» What is expected
Rewrite the data below so that every "Target" becomes "Object", keeping everything else the same.
──────── Information given
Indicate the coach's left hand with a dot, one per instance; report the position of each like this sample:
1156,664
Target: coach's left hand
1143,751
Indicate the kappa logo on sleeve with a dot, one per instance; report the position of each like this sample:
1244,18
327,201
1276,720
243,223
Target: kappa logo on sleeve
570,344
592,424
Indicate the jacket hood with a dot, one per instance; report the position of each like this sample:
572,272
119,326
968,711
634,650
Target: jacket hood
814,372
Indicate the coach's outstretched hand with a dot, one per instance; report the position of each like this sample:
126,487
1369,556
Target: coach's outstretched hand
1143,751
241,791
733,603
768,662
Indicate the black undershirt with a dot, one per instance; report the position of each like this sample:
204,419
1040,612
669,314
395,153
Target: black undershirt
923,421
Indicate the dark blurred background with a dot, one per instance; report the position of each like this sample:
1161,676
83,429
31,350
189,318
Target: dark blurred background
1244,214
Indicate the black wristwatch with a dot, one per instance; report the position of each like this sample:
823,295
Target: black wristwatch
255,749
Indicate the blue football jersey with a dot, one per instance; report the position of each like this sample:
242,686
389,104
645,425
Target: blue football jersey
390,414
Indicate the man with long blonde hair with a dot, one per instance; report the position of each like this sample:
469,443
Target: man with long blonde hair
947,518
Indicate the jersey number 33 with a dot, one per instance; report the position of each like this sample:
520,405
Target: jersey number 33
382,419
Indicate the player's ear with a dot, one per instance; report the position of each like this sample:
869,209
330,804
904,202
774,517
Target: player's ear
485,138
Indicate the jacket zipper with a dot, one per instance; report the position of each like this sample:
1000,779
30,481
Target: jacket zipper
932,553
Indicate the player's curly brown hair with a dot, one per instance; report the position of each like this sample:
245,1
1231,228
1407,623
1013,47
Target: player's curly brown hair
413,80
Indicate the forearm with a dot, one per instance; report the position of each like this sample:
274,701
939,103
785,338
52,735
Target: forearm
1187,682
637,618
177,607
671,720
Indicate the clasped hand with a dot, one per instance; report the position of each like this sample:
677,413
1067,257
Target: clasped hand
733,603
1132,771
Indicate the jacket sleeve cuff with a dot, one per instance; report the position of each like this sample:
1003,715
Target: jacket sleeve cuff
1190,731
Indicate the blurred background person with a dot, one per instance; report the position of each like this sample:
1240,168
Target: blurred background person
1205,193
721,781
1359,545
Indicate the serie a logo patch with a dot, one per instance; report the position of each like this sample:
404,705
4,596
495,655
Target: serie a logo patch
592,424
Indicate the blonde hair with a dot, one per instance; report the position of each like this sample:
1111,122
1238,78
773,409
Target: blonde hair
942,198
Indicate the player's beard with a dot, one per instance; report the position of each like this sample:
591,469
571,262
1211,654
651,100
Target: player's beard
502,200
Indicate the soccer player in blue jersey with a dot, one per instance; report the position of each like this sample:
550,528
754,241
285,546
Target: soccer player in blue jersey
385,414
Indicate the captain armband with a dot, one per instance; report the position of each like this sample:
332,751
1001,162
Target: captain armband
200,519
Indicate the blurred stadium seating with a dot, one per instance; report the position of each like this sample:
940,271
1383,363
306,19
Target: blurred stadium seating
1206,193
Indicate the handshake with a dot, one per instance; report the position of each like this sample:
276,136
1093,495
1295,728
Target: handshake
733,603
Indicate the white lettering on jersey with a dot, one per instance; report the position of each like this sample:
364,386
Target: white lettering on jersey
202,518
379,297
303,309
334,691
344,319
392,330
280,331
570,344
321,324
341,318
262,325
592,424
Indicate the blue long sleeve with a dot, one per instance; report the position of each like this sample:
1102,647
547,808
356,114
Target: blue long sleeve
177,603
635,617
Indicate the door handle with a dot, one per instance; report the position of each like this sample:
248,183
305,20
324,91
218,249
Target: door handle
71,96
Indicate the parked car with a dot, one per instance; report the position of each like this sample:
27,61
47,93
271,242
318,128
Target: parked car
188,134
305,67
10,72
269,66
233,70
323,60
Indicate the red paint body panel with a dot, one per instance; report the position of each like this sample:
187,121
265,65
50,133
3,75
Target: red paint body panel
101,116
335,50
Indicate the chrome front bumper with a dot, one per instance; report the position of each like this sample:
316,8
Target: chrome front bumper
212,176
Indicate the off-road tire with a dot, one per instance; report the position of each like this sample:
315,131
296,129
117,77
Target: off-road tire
────────────────
» Exercise response
Indicate the coach's left hand with a dot, one per instance; report the position of each like this sample:
1156,664
Object: coach's left hand
1143,751
Indicate the kappa logo on sleeve with a dot, one per instance; report the position of each like this sample:
1244,18
327,201
1276,720
243,223
Object: kappa logo on sleeve
570,344
592,424
Indicate the jacket hood with a dot, one per instance; report the position of each like this sample:
572,272
119,326
968,711
634,650
Object: jacket hood
814,372
Indicate the coach's outstretched hand with a dot, one per instance; report the position of each like this sample:
126,487
1369,556
Object: coach's outstretched hand
1143,751
241,791
733,603
768,662
Indicate the black undershirt with a dot, one per instance; report the position of each like this sample:
204,419
1040,612
669,314
395,153
Object: black undershirt
923,421
Indicate the dark blurred background with a dot, one per instance; report the position of each like this sample:
1161,676
83,429
31,350
189,318
Object: dark blurred background
1244,214
Indicate the black wristwatch with a dot, one per instance; report the position of each like this sample:
823,295
Object: black wristwatch
255,749
Indicate the blue football jersey with a dot, one per instance; report the position of each like this sample:
242,686
389,104
645,425
Object: blue football jersey
390,414
Indicate the man with long blonde hair with a dot, one per instance; report the position of each like this sample:
469,443
Object: man with long blonde hair
947,518
Indicate the jersey number 33 with a dot, one per instance; report the position of each like this sample:
520,405
Object: jersey number 33
382,419
Indicate the player's ear with a dot, one per instance; report the position of each like this sample:
869,209
330,804
904,202
774,517
Object: player's ear
485,138
Indicate the jacket zipper with a dot, one per instance; report the position of each like this sample:
1000,779
30,481
Object: jacket zipper
932,553
Indicate the player's curly brown hair with a dot, one per instance; report the position of each like this sample:
245,1
1231,228
1407,623
1013,47
Object: player's curly brown hair
413,80
Indicate the forearm with a dot, one per instance; report the position of each like this sample:
274,701
939,103
785,338
52,735
Object: forearm
1187,682
637,618
177,607
671,720
Indicate the clasped hand with a dot, one per instance; report the position of each like this sample:
677,413
1067,257
Object: clasped hand
733,603
1132,771
Indicate the jacket sleeve cuff with a dot, one per instance; report the position of each like this sample:
1003,715
Object: jacket sleeve cuff
1190,731
Indicate the blurred background person with a dot, one per instance; report the position of each like this sample:
1240,168
Object: blurred background person
1205,193
721,781
1359,545
Indicate the serie a logo patch with a dot, one per instance; report the position of each like this sample:
404,705
4,596
495,655
Object: serie a logo patch
592,424
Indicate the blonde hair with a dot, one per instance; report the position of each like this sample:
1111,122
1238,78
773,409
Object: blonde hair
942,198
Indicate the player's beard with a dot, one per instance; report the position of each like this sample:
591,469
571,262
1211,654
651,100
Object: player's beard
502,200
Indicate the soccer player in blue jersey with a dot, one per instance; report the position of each like this sample:
550,528
754,241
285,546
Object: soccer player in blue jersey
385,414
Indicate the captain armband with a dot, one per instance; report the position of each like this sample:
332,751
1001,162
Object: captain armband
200,519
Indicate the blurred stadium seating with a dot, one per instance; report the position of each like this sample:
940,271
1383,363
306,19
Object: blurred stadium seating
1206,193
Indicate the handshake with a dot, one per instance; report the position of each like this sample:
276,136
1093,495
1295,728
Object: handshake
733,603
Indicate the white lettering on jersey with a dot, one per instance; report the position of each like this sample:
364,386
Object: white lettering on jersey
202,518
379,297
303,309
334,691
344,319
392,330
280,331
570,344
321,324
341,318
262,325
592,424
Indicate the blue long sleeve with a dot, one per instance; report the position of each like this sample:
1102,647
547,808
356,114
Object: blue long sleeve
177,603
635,617
Indicate the door handle with a dot, one per instance; report the position of each like this sample:
248,183
305,20
324,91
218,249
Object: door handle
71,96
Indicate the parked car with a dot, one per instance; report the position of each like this sample:
27,61
47,93
271,242
318,128
Object: parked car
188,134
305,67
10,72
269,66
233,70
323,60
Indicate the red paint body panel with a dot, one per instance; report the position of each like this sample:
187,121
265,65
50,133
3,75
Object: red paint body panel
101,116
335,50
Indicate the chrome front bumper with a dot, one per instance; report the position of each like this sample:
316,8
Object: chrome front bumper
212,176
Indicate the off-road tire with a dot, one per instance; report the position of each like this sample:
315,131
296,129
117,77
Object: off-road tire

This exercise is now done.